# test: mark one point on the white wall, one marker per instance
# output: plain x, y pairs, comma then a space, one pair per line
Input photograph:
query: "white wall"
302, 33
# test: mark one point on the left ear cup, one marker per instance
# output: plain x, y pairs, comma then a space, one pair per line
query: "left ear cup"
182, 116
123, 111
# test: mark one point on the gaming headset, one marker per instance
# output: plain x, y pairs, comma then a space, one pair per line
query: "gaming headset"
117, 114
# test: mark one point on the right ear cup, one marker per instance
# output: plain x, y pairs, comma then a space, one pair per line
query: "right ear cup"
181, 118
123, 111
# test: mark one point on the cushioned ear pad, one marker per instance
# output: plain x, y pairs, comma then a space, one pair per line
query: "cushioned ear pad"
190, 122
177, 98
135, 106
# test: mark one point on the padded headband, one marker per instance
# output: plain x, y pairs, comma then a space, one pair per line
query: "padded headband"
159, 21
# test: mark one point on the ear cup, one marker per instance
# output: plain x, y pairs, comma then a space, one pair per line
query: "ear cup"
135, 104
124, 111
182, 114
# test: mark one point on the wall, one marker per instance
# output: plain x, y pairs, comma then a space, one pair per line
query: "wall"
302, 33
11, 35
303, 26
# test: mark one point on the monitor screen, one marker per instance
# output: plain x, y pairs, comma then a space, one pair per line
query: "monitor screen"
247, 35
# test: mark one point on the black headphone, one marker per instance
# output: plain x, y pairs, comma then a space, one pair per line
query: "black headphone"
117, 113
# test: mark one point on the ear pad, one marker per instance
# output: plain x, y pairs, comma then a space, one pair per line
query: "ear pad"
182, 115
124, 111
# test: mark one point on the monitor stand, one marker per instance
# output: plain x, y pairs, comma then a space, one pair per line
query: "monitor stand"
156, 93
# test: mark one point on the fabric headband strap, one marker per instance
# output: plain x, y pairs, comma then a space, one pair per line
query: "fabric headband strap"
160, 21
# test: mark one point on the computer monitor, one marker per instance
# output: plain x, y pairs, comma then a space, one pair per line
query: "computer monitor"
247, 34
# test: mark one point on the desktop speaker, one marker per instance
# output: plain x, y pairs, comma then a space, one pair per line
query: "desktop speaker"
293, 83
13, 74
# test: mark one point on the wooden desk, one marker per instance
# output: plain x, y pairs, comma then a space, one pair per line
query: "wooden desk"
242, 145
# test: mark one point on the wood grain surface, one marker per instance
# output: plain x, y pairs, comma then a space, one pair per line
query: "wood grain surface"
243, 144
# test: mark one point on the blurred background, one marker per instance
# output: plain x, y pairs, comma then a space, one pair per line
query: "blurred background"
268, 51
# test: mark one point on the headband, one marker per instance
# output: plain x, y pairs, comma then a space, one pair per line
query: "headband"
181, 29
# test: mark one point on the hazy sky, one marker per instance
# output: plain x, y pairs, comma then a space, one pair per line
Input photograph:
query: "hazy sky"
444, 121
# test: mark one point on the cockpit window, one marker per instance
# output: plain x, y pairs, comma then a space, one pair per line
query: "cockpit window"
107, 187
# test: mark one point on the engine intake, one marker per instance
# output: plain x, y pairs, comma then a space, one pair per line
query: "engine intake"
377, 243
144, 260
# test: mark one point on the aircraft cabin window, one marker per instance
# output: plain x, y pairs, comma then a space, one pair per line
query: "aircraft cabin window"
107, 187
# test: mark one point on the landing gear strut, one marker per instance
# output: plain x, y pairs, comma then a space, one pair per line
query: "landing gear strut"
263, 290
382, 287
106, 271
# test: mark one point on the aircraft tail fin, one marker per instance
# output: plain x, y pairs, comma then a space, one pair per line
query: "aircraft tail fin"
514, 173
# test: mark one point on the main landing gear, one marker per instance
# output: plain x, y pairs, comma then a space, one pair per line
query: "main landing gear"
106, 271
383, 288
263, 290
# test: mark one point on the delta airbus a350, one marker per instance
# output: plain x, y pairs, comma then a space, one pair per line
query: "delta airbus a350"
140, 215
+++
Exercise requirements: Give back each record above exactly as written.

Reply to the task:
# test: mark one point on the white wall, one marker per instance
# output: plain x, y pairs, comma then a space, one pair per line
Input photograph:
query: "white wall"
302, 33
# test: mark one point on the left ear cup, one marker per instance
# output: plain x, y pairs, comma then a space, one pair per line
query: "left ear cup"
182, 116
123, 111
# test: mark one point on the gaming headset, one marker per instance
# output: plain x, y pairs, comma then a space, one pair per line
query: "gaming headset"
117, 114
# test: mark one point on the right ear cup, one marker per instance
# output: plain x, y pairs, comma then a space, one pair per line
query: "right ear cup"
181, 118
123, 111
# test: mark one point on the cushioned ear pad, one marker per instance
# output: plain x, y pairs, comma then a space, one pair per line
query: "cushioned ear pad"
190, 122
177, 98
135, 106
# test: mark one point on the padded headband, one marker per instance
# output: plain x, y pairs, comma then a space, one pair per line
query: "padded headband"
159, 21
# test: mark one point on the ear cup, one marker per instance
# output: plain x, y pairs, comma then a space, one pair per line
query: "ear cup"
135, 104
124, 111
182, 114
# test: mark one point on the wall, one marker per instance
# output: plain x, y pairs, comma then a space, one pair per line
query: "wall"
302, 33
11, 35
303, 26
# test: mark one point on the monitor screen, one marker per instance
# output: plain x, y pairs, comma then a space, one pair per line
query: "monitor screen"
247, 35
# test: mark one point on the black headphone, one marker per instance
# output: plain x, y pairs, comma then a space, one pair per line
query: "black headphone"
117, 113
# test: mark one point on the ear pad, one marker per instance
# output: plain x, y pairs, comma then a space, one pair per line
query: "ear pad"
182, 115
124, 111
# test: mark one point on the monitor stand, one marker per instance
# output: plain x, y pairs, comma then a space, one pair per line
query: "monitor stand"
156, 93
# test: mark one point on the fabric headband strap, one marker per instance
# output: plain x, y pairs, comma then a space, one pair per line
query: "fabric headband strap"
160, 21
# test: mark one point on the computer monitor, one marker per instance
# output: plain x, y pairs, comma then a space, one pair per line
query: "computer monitor"
247, 34
# test: mark one point on the desktop speaker, one marker per instance
# output: plain x, y pairs, comma then a space, one pair per line
query: "desktop speaker"
293, 83
13, 74
# test: mark one point on the wooden desk, one marker per instance
# output: plain x, y pairs, comma then a space, one pair per line
query: "wooden desk"
242, 145
# test: mark one point on the wood grain surface, one marker per instance
# output: plain x, y pairs, comma then a space, one pair per line
query: "wood grain surface"
243, 144
# test: mark one point on the blurred background, one marker per instance
# output: plain x, y pairs, comma then a space, one pair per line
query: "blurred background"
268, 51
# test: mark one point on the headband, one marker per instance
# output: plain x, y pairs, comma then a space, one pair per line
query: "headband"
181, 29
# test: mark one point on the hazy sky, one marker per instance
# output: plain x, y pairs, comma then a space, one pair per line
Input photograph:
query: "hazy sky"
444, 121
# test: mark one point on the cockpit window, one marker per instance
# output: plain x, y pairs, comma then a space, one pair per line
query: "cockpit window"
107, 187
# test: mark one point on the engine intake, one marker per instance
# output: plain x, y pairs, comma then a space, one pair per line
query: "engine intake"
377, 243
144, 260
# test: mark one point on the aircraft cabin window, one marker per instance
# output: plain x, y pairs, comma then a space, one pair per line
query: "aircraft cabin window"
107, 187
# test: mark one point on the landing gear strut, one marker per instance
# output: plain x, y pairs, comma then a space, one pair per line
query: "landing gear strut"
263, 290
382, 287
106, 271
# test: mark one point on the aircraft tail fin, one marker per instance
# output: plain x, y pairs, comma then a space, one pair per line
query: "aircraft tail fin"
514, 173
# test: mark one point on the main landing gear, one marker per instance
# output: plain x, y pairs, comma then a space, one pair per line
query: "main landing gear"
106, 271
383, 288
263, 290
# test: mark one point on the delta airbus a350, one marker per instance
# output: plain x, y pairs, comma then a space, one pair per line
query: "delta airbus a350"
140, 215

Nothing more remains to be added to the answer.